— WHAT TO DO —
a - In the excerpt on impaired loans and other income, transcribe word for word the span starting with "Year-to-date, service charges" and going on through "December, 1996.".
b - Answer these questions about the excerpt on impaired loans and other income, one answer per line:
(i) How much in nonaccrual loans was included in the balance of impaired loans at September 30, 1997?
(ii) By how much did service charges on deposits increase year-to-date in 1997 compared to the same period in 1996?
(iii) When were the ATM surcharge fees established?
c - Resume the excerpt on impaired loans and other income, writing on from its final sentence.

━━━━━ TEXT SECTION

Included in the balance of impaired loans at September 30, 1997, were
$442,000 of loans 90 days or more past due and $1,186,000 of nonaccrual
loans.
OTHER INCOME
Other income, excluding securities transactions, for the three
months ended September 30, 1997 increased $279,000 or 14% compared to
the same period in 1996. On a year-to-date basis, other income, excluding
securities transactions, increased $1,108,000 or 20% compared to the
nine month period in 1996.
Year-to-date, service charges on deposits increased $565,000 or 17%
in 1997 compared to the same period in 1996. The increase was
principally due to changes in overdraft service charge methods. Other
operating income increased $439,000 or 51% in the first nine months of
1997 primarily due to ATM surcharge fees which were established in
December, 1996.

━━━━━━━━━━
━━━━━ DATA EXTRACT

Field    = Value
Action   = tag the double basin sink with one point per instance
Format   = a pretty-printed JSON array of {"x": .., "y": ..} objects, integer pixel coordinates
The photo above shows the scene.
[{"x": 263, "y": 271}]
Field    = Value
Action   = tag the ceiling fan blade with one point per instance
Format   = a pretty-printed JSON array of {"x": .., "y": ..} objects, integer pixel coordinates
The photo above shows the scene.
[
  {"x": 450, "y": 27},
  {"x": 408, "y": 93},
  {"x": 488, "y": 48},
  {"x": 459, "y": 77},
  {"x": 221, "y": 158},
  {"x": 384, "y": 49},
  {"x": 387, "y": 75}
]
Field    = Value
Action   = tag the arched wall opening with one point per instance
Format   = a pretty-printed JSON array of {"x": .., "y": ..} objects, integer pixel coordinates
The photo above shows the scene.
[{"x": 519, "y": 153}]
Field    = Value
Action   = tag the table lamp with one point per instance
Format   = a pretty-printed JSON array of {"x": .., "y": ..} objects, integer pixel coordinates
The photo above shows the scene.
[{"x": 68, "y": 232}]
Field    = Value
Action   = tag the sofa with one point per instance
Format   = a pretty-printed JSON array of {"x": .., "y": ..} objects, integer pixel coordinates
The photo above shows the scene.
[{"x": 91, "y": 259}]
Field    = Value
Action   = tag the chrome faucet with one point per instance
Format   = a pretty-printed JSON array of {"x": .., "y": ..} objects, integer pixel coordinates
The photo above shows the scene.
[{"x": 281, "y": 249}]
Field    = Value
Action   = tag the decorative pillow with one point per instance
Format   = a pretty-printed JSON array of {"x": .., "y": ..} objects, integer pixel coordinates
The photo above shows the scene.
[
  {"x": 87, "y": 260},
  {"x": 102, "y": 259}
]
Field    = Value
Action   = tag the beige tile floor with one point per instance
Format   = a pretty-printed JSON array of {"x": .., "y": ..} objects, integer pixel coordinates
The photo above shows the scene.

━━━━━━━━━━

— RESULTS —
a -
Year-to-date, service charges on deposits increased $565,000 or 17%
in 1997 compared to the same period in 1996. The increase was
principally due to changes in overdraft service charge methods. Other
operating income increased $439,000 or 51% in the first nine months of
1997 primarily due to ATM surcharge fees which were established in
December, 1996.

b -
(i) $1,186,000
(ii) $565,000, or 17%
(iii) December, 1996

c -
In the 1997 third quarter, the Company recognized net securities
gains of $50,000 compared to gains of $76,000 in the third quarter in
1996. For the nine months ended September 30, 1997, net securities
gains of $150,000 were recognized compared to net securities gains of
$88,000 in the same period of 1996. In 1997, the Company recognized net
gains of $62,000 on the sale of $58 million of fixed-rate and
adjustable-rate securities. The proceeds of these sales were primarily
reinvested in longer-term, fixed rate mortgage-backed securities and
tax-exempt securities. The balance of net securities gains recognized in
1997 reflected a market value adjustment of an investment security
classified as trading.
OTHER EXPENSE
Other expense in the 1997 third quarter increased $100,000 or 1%
compared to the same period in 1996. For the nine months ended
September 30, 1997, other expense increased $690,000 or 3% compared to
the same period a year ago. The year-to-date growth in other expense was
primarily attributable to increases in salaries and benefits and other
operating expenses.
Salaries and employee benefits, the largest component of other
expense, increased $243,000 or 2% for the first nine months of 1997
compared to the same period a year ago. The increase primarily
reflected normal salary increases and higher incentive compensation
expense. A reduction in staffing levels from the year ago period
partially limited the growth in salaries and employee benefits. At
September 30, 1997, the number of full-time equivalent employees totaled
440 compared to 451 at September 30, 1996.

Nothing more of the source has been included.